### Supplied records
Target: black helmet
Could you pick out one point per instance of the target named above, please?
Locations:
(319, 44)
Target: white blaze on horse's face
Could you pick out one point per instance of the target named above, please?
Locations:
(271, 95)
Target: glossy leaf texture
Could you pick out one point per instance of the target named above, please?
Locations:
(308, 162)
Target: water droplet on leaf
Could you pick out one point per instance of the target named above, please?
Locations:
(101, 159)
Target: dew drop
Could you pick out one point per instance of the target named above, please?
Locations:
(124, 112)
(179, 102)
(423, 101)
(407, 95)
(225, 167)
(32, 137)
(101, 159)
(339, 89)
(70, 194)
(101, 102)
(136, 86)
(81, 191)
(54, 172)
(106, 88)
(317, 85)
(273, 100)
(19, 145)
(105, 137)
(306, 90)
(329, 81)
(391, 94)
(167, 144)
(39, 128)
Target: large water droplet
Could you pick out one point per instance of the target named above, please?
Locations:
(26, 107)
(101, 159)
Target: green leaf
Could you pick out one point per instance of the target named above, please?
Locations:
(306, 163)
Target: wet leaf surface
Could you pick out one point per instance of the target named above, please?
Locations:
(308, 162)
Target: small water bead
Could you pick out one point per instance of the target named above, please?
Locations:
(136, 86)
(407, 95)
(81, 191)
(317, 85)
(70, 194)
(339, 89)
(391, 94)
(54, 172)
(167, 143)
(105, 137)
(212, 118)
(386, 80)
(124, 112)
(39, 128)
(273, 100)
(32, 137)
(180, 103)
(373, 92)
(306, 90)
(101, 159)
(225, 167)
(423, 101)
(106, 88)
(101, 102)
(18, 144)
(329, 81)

### Work to do
Output every line from the one containing "Target: wet leaf surface" through the final line of the entries as a numbered list, omitting any blank lines.

### Written answer
1. Target: wet leaf surface
2. Could you pick out one point per instance of the target named above, please?
3. Locations:
4. (308, 162)
5. Target: small water bead
6. Could you pick out one point per instance of the target named above, please?
7. Locations:
8. (136, 86)
9. (407, 95)
10. (81, 191)
11. (317, 85)
12. (70, 194)
13. (339, 89)
14. (391, 94)
15. (54, 172)
16. (167, 143)
17. (105, 137)
18. (212, 118)
19. (386, 80)
20. (124, 112)
21. (39, 128)
22. (273, 100)
23. (32, 137)
24. (180, 103)
25. (373, 92)
26. (306, 90)
27. (101, 159)
28. (225, 167)
29. (423, 101)
30. (106, 88)
31. (101, 102)
32. (18, 144)
33. (329, 81)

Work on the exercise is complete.